** Selected extract **
---

This is a duplicate of most of the code in iproc_pcie_map_cfg_bus().
Can you use that directly, or factor this out somehow so it's not
repeated?

> +
>  /**
>   * Note access to the configuration registers are protected at the higher layer
>   * by 'pci_lock' in drivers/pci/access.c
> @@ -499,13 +562,48 @@ static void __iomem *iproc_pcie_map_cfg_bus(struct pci_bus *bus,
>  		return (pcie->base + offset);
>  }
>  
> +static int iproc_pcie_config_read(struct pci_bus *bus, unsigned int devfn,
> +				    int where, int size, u32 *val)
> +{
> +	struct iproc_pcie *pcie = iproc_data(bus);
> +	unsigned int slot = PCI_SLOT(devfn);
> +	unsigned int fn = PCI_FUNC(devfn);
> +	unsigned int busno = bus->number;
> +	void __iomem *cfg_data_p;
> +	int ret;
> +
> +	/* root complex access. */
> +	if (busno == 0)
> +		return pci_generic_config_read32(bus, devfn, where, size, val);
> +
> +	cfg_data_p = iproc_pcie_map_ep_cfg_reg(pcie, busno, slot, fn, where);
> +
> +	if (!cfg_data_p)
> +		return PCIBIOS_DEVICE_NOT_FOUND;
> +
> +	ret = iproc_pcie_cfg_retry(cfg_data_p);
> +	if (ret)

This relies on the fact that PCIBIOS_SUCCESSFUL == 0, which defeats
the whole point of having a #define.  You could test for
PCIBIOS_SUCCESSFUL (but I think the restructuring below would be even
better).

> +		return ret;
> +
> +	*val = readl(cfg_data_p);

This is an extra read.  iproc_pcie_cfg_retry() read it once and got
valid data (something other than CFG_RETRY_STATUS), returned
PCIBIOS_SUCCESSFUL, and now you're reading it again.

I think you should do something like this instead so you don't do the
MMIO read any more times than necessary:

  static u32 iproc_pcie_cfg_retry(void __iomem *cfg_data_p)
  {
    u32 data;
    int timeout = CFG_RETRY_STATUS_TIMEOUT_US;

    data = readl(cfg_data_p);
    while (data == CFG_RETRY_STATUS && timeout--) {
      udelay(1);
      data = readl(cfg_data_p);
    }

    if (data == CFG_RETRY_STATUS)

---

(Segmentation labeling items)
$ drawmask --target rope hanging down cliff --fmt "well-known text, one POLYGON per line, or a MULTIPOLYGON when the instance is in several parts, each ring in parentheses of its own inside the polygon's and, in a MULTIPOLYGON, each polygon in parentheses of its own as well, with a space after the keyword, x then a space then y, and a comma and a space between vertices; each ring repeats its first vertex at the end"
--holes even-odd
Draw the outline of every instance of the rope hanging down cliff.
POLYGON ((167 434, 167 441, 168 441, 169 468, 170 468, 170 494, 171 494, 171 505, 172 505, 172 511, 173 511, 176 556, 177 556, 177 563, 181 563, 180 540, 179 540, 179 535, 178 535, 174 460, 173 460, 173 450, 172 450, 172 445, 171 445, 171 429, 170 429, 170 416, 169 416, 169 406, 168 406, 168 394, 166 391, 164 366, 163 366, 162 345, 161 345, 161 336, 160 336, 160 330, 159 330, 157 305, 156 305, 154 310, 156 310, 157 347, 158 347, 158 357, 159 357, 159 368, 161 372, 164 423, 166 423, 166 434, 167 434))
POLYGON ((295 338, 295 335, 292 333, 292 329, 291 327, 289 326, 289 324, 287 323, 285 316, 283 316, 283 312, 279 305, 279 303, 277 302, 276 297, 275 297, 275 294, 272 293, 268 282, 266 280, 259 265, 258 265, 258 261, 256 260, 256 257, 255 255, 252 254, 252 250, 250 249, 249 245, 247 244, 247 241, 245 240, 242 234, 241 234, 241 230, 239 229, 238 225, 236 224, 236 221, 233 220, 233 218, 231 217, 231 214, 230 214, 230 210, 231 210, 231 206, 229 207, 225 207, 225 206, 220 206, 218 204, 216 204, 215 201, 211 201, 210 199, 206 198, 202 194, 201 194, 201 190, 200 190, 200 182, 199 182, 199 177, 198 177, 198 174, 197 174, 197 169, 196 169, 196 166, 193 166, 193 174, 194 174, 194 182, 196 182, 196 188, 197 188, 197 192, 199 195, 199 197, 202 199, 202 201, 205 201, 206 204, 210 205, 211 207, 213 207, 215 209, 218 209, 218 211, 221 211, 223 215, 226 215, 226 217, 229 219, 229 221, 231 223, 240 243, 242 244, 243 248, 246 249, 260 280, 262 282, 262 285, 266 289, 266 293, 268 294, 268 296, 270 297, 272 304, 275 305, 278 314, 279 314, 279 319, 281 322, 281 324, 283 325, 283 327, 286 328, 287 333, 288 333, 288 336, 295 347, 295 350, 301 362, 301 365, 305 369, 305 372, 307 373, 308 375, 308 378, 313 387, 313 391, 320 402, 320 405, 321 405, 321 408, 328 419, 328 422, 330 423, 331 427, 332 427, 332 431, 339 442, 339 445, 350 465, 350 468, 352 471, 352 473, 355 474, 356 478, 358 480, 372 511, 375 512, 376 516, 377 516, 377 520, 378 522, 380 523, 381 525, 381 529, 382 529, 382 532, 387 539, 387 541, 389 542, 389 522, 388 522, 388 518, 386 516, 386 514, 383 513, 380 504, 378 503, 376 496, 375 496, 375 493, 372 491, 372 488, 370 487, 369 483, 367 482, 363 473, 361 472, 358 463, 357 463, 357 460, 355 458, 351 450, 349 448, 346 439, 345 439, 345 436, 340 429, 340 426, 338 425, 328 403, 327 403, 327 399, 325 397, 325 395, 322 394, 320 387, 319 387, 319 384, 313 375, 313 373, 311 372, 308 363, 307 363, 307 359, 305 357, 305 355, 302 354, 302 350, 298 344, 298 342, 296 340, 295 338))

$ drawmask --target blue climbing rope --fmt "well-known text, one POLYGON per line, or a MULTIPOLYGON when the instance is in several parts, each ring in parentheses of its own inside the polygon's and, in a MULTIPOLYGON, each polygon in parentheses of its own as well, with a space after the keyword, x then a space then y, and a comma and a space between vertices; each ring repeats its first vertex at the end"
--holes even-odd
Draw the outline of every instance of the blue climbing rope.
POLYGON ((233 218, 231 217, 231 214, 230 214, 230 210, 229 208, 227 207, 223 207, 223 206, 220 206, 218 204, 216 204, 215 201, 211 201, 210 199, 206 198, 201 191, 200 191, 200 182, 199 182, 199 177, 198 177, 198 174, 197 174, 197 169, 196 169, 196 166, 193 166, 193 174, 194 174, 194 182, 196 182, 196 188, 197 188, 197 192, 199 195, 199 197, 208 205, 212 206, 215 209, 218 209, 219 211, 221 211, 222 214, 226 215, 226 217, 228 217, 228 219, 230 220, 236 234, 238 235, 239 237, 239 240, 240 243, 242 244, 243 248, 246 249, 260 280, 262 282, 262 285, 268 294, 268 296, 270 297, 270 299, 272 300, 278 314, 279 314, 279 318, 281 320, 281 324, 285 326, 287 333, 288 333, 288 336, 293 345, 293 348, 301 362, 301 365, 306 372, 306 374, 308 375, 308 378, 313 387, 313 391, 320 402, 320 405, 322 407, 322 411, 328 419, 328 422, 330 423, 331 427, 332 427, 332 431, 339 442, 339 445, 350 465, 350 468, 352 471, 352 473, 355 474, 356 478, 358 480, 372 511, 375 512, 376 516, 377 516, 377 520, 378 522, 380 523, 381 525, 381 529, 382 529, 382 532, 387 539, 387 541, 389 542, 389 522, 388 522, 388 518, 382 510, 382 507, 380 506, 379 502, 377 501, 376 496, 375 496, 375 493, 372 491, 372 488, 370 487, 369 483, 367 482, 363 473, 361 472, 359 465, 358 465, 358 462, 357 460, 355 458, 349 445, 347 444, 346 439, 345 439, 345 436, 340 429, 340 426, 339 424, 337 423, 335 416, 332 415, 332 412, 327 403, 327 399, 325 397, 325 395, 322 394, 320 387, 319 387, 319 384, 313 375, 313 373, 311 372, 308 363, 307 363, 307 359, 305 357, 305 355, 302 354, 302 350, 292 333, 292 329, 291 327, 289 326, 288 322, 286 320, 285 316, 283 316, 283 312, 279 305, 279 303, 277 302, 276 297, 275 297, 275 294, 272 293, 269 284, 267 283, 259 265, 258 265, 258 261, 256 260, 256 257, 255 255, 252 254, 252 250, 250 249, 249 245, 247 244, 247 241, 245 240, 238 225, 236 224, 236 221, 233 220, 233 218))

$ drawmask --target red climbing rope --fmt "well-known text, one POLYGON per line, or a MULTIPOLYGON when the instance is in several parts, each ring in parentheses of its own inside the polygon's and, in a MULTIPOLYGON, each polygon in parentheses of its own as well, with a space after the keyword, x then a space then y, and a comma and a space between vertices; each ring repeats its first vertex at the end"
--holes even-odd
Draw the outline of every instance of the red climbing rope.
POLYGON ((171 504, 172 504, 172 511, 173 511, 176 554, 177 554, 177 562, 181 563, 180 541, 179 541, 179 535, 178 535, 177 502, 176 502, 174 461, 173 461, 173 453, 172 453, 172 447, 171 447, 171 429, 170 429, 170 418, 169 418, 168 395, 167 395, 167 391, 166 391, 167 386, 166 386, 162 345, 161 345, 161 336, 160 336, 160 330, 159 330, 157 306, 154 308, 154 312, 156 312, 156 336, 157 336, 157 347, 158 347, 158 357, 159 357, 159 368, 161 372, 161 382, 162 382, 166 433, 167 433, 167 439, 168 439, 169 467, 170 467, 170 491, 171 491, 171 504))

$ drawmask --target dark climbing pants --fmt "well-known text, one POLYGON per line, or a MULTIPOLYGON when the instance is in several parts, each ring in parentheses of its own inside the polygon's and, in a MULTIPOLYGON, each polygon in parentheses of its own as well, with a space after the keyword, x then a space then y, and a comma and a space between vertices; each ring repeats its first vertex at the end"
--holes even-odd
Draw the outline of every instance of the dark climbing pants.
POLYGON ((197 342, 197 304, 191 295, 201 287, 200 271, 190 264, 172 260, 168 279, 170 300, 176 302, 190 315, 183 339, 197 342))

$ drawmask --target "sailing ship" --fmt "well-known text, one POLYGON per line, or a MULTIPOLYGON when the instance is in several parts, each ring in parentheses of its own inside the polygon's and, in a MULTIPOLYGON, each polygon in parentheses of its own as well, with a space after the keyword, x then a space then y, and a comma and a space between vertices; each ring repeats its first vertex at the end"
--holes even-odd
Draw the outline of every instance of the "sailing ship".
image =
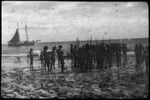
POLYGON ((32 46, 35 44, 35 41, 29 41, 29 37, 28 37, 28 32, 27 32, 27 25, 25 25, 25 31, 26 31, 26 41, 20 41, 20 37, 19 37, 19 27, 18 27, 18 23, 17 23, 17 29, 15 32, 15 35, 12 37, 12 39, 8 42, 8 46, 32 46))

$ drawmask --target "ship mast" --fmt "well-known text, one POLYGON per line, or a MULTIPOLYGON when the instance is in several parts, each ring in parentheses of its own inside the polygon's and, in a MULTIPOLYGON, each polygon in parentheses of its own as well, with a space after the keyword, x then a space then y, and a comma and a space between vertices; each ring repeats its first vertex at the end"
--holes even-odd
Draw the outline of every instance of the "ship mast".
POLYGON ((19 25, 18 25, 18 22, 17 22, 17 29, 19 30, 19 25))
POLYGON ((25 25, 25 30, 26 30, 26 38, 27 38, 27 42, 28 42, 29 41, 29 37, 28 37, 27 25, 25 25))

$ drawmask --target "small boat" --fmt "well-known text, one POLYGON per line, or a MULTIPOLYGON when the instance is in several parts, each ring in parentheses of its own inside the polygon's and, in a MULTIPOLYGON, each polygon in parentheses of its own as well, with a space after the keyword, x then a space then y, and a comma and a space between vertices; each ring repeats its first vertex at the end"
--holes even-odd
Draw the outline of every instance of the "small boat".
MULTIPOLYGON (((17 23, 18 26, 18 23, 17 23)), ((18 47, 18 46, 32 46, 35 44, 35 42, 37 41, 29 41, 29 37, 28 37, 28 32, 27 32, 27 25, 25 25, 25 30, 26 30, 26 41, 20 41, 20 37, 19 37, 19 27, 17 27, 15 35, 13 36, 13 38, 8 42, 8 46, 11 47, 18 47)))

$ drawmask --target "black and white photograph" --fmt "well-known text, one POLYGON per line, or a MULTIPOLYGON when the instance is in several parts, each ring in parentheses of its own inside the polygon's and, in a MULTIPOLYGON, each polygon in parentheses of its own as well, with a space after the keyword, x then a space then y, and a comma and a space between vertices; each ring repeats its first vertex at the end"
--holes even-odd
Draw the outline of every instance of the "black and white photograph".
POLYGON ((1 1, 1 98, 147 98, 148 7, 1 1))

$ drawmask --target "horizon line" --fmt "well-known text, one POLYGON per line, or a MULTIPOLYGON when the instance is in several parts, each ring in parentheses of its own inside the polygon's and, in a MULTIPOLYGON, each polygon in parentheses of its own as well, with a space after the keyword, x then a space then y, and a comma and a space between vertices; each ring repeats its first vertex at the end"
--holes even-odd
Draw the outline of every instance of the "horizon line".
MULTIPOLYGON (((78 38, 78 37, 77 37, 78 38)), ((117 38, 117 39, 92 39, 92 41, 107 41, 107 40, 126 40, 126 39, 142 39, 142 38, 149 38, 149 37, 138 37, 138 38, 123 38, 123 39, 119 39, 119 38, 117 38)), ((80 39, 78 39, 79 41, 82 41, 82 42, 84 42, 84 41, 89 41, 90 39, 87 39, 87 40, 80 40, 80 39)), ((66 41, 47 41, 47 42, 38 42, 38 43, 60 43, 60 42, 75 42, 75 41, 77 41, 77 40, 66 40, 66 41)), ((5 45, 5 44, 7 44, 7 43, 2 43, 2 45, 5 45)))

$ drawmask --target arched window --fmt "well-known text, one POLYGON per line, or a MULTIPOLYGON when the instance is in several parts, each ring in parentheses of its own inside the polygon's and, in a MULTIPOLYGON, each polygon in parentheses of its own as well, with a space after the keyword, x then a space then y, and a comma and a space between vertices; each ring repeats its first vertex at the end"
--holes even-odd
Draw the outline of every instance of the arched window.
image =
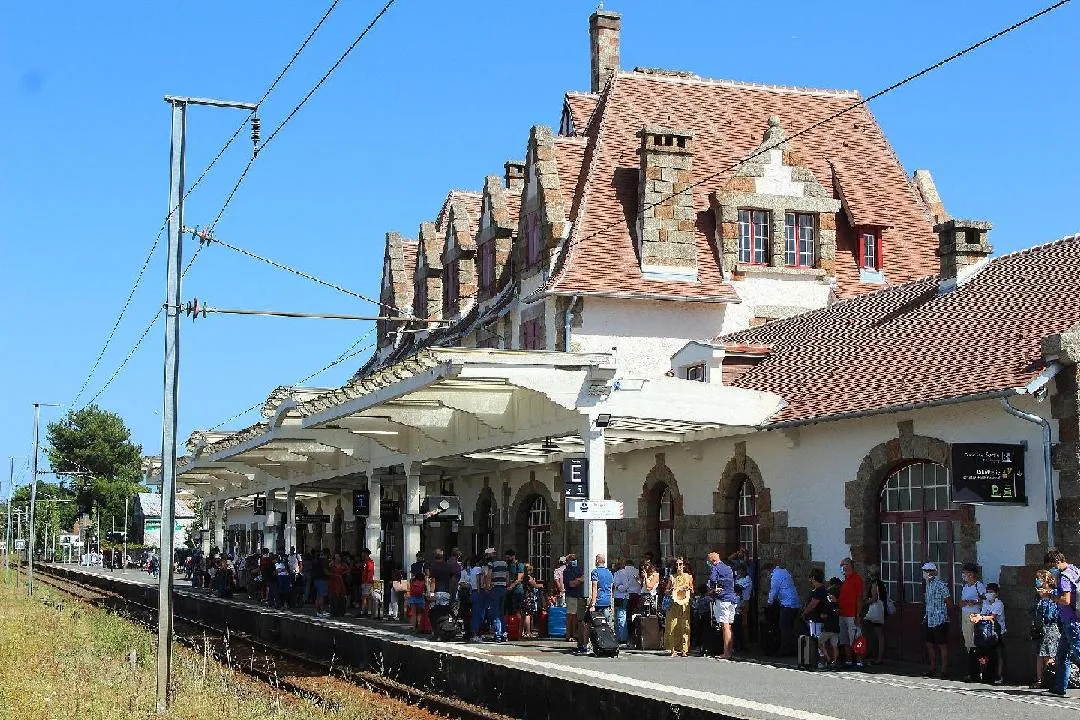
MULTIPOLYGON (((915 463, 892 473, 881 488, 881 580, 896 602, 921 604, 921 566, 936 562, 939 576, 954 588, 960 581, 960 517, 953 505, 948 468, 915 463)), ((921 614, 921 609, 914 614, 921 614)))
POLYGON ((529 504, 528 543, 532 576, 546 583, 551 575, 551 516, 548 502, 540 495, 529 504))
POLYGON ((739 547, 746 551, 747 559, 757 557, 757 491, 748 477, 743 477, 735 498, 735 516, 739 526, 739 547))
POLYGON ((660 562, 666 566, 675 557, 675 508, 671 488, 660 493, 660 513, 657 515, 660 529, 660 562))

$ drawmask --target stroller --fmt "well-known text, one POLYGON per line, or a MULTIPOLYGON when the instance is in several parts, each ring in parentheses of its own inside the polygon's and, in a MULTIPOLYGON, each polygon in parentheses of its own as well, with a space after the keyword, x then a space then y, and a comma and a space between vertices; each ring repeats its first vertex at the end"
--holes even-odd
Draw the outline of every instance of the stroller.
POLYGON ((460 640, 464 637, 464 623, 457 598, 450 601, 449 593, 435 593, 435 604, 428 611, 431 620, 431 635, 440 642, 460 640))

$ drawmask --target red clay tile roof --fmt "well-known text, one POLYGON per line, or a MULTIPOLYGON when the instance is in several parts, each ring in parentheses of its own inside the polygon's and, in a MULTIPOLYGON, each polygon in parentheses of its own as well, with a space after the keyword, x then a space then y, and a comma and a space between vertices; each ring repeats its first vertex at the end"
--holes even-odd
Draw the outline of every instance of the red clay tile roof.
POLYGON ((1080 234, 724 336, 772 345, 734 385, 779 394, 774 422, 1002 391, 1042 369, 1040 342, 1080 323, 1080 234))
POLYGON ((570 118, 573 121, 575 135, 585 135, 590 127, 590 121, 596 111, 596 105, 600 96, 592 93, 567 93, 566 106, 570 108, 570 118))
POLYGON ((584 139, 556 137, 555 164, 558 166, 558 188, 563 195, 563 208, 571 221, 581 200, 586 169, 584 139))
MULTIPOLYGON (((788 136, 842 110, 859 98, 851 92, 752 85, 648 72, 621 72, 602 97, 595 134, 590 137, 590 167, 581 219, 575 223, 570 252, 548 289, 554 293, 612 293, 683 299, 735 299, 725 283, 715 248, 715 219, 708 193, 730 176, 725 173, 693 190, 698 208, 698 282, 658 282, 643 277, 632 228, 637 213, 639 139, 647 124, 694 133, 693 178, 701 181, 753 152, 761 142, 769 116, 788 136)), ((804 163, 826 188, 835 187, 831 161, 859 178, 866 190, 851 189, 859 212, 890 226, 885 231, 885 276, 902 283, 936 271, 937 239, 932 220, 883 134, 865 106, 791 141, 804 163)), ((843 186, 848 191, 847 184, 843 186)), ((879 289, 860 283, 858 243, 850 228, 837 232, 837 293, 840 297, 879 289)))

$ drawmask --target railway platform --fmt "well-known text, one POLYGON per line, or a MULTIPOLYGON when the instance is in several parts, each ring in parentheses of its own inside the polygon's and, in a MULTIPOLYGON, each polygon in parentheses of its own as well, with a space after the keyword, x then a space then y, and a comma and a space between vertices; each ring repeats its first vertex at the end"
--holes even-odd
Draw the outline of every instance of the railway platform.
MULTIPOLYGON (((145 572, 52 566, 72 580, 108 584, 144 598, 157 580, 145 572)), ((401 623, 314 617, 246 599, 219 599, 176 582, 176 612, 225 622, 294 651, 333 653, 355 667, 438 688, 518 718, 615 717, 752 720, 936 720, 1005 716, 1035 720, 1048 711, 1080 717, 1080 691, 1059 698, 1026 687, 989 687, 904 675, 902 666, 810 673, 770 661, 673 658, 624 651, 618 658, 576 656, 561 640, 442 643, 401 623), (569 715, 568 715, 569 714, 569 715)), ((156 592, 156 590, 154 590, 156 592)), ((1012 657, 1010 662, 1027 662, 1012 657)), ((1032 661, 1034 662, 1034 661, 1032 661)), ((913 669, 914 668, 909 668, 913 669)))

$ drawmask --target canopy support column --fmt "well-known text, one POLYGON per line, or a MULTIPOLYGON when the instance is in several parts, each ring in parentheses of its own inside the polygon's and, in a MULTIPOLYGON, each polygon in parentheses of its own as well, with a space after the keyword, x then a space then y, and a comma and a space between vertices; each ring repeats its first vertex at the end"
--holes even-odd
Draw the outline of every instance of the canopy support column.
POLYGON ((405 507, 402 513, 402 565, 406 568, 420 552, 420 463, 405 465, 405 507))
POLYGON ((367 467, 367 518, 364 520, 364 546, 375 560, 375 580, 382 579, 382 483, 375 467, 367 467))
POLYGON ((262 524, 262 546, 269 547, 271 553, 278 552, 278 530, 281 524, 273 506, 276 494, 276 490, 267 490, 267 514, 266 521, 262 524), (271 520, 273 520, 273 525, 270 524, 271 520))
POLYGON ((296 547, 296 488, 285 490, 285 552, 296 547))
POLYGON ((225 553, 225 501, 214 501, 213 524, 211 526, 211 547, 225 553))
MULTIPOLYGON (((585 443, 585 458, 589 461, 589 499, 604 500, 604 429, 596 426, 595 416, 585 416, 581 429, 581 439, 585 443)), ((589 594, 588 578, 596 567, 596 556, 607 557, 607 520, 583 520, 585 552, 581 558, 585 572, 585 594, 589 594)))

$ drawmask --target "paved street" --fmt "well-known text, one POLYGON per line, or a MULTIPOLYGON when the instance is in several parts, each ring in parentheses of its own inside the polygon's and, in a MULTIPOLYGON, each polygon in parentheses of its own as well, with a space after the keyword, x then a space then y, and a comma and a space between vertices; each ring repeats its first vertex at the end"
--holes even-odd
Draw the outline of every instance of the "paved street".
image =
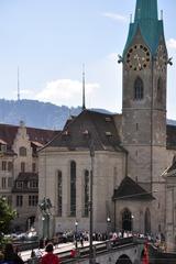
MULTIPOLYGON (((97 243, 97 242, 95 242, 97 243)), ((84 245, 89 245, 89 242, 85 241, 84 242, 84 245)), ((78 248, 80 246, 80 243, 78 243, 78 248)), ((65 252, 65 251, 69 251, 69 250, 73 250, 75 249, 75 244, 73 242, 68 242, 68 243, 62 243, 62 244, 57 244, 55 245, 55 250, 54 250, 54 253, 62 253, 62 252, 65 252)), ((41 252, 42 255, 45 254, 45 250, 44 249, 34 249, 35 252, 41 252)), ((23 261, 28 261, 30 257, 31 257, 31 250, 28 250, 28 251, 23 251, 21 252, 21 257, 23 258, 23 261)))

---

** Given task 1 **
Answer these questions about the code review:
(a) Which existing function does the reviewer say the new code largely duplicates?
(b) According to the reviewer, what equality does the "if (ret)" check rely on?
(c) In the reviewer's suggested version of iproc_pcie_cfg_retry(), what value is the timeout variable initialized to?
** Given task 2 **
Reproduce the records verbatim from the line containing "drawmask --target stroller" through the line containing "MULTIPOLYGON (((788 136, 842", including both of those lines.

** Complete answer 1 **
(a) iproc_pcie_map_cfg_bus()
(b) PCIBIOS_SUCCESSFUL == 0
(c) CFG_RETRY_STATUS_TIMEOUT_US

** Complete answer 2 **
$ drawmask --target stroller --fmt "well-known text, one POLYGON per line, or a MULTIPOLYGON when the instance is in several parts, each ring in parentheses of its own inside the polygon's and, in a MULTIPOLYGON, each polygon in parentheses of its own as well, with a space after the keyword, x then a space then y, and a comma and a space between vertices; each ring repeats its first vertex at the end"
--holes even-odd
Draw the outline of every instance of the stroller.
POLYGON ((460 640, 464 637, 464 623, 457 598, 450 601, 449 593, 435 593, 435 604, 428 611, 431 620, 431 635, 440 642, 460 640))

$ drawmask --target red clay tile roof --fmt "well-known text, one POLYGON per line, or a MULTIPOLYGON when the instance is in several parts, each ring in parentheses of its own inside the polygon's and, in a MULTIPOLYGON, each polygon in parentheses of its own as well, with a space after the keyword, x then a space then y, and a comma and a space between vertices; each ring repeats its first vertex at the end"
--holes even-odd
Draw the outline of every instance of the red clay tile roof.
POLYGON ((1080 234, 724 336, 772 345, 734 385, 779 394, 774 422, 1002 391, 1042 369, 1040 342, 1080 323, 1080 234))
POLYGON ((570 118, 573 121, 575 135, 585 135, 590 127, 590 121, 596 111, 596 105, 600 96, 592 93, 567 93, 566 106, 570 108, 570 118))
POLYGON ((584 139, 556 137, 555 164, 558 166, 558 188, 563 195, 563 208, 571 221, 581 200, 586 169, 584 139))
MULTIPOLYGON (((788 136, 842 110, 859 98, 851 92, 752 85, 648 72, 621 72, 602 97, 595 134, 590 137, 590 167, 581 219, 575 223, 570 252, 548 289, 554 293, 612 293, 683 299, 735 299, 725 283, 715 248, 715 219, 708 193, 730 176, 725 173, 693 190, 698 208, 698 282, 658 282, 643 277, 632 228, 637 213, 639 139, 647 124, 694 133, 693 178, 701 181, 753 152, 761 142, 769 116, 788 136)), ((804 163, 826 188, 835 187, 831 161, 859 178, 866 190, 851 189, 859 212, 890 226, 885 231, 885 276, 902 283, 936 271, 937 239, 932 220, 883 134, 865 106, 791 141, 804 163)), ((843 186, 848 191, 847 184, 843 186)), ((879 289, 860 283, 858 243, 850 228, 837 232, 837 293, 840 297, 879 289)))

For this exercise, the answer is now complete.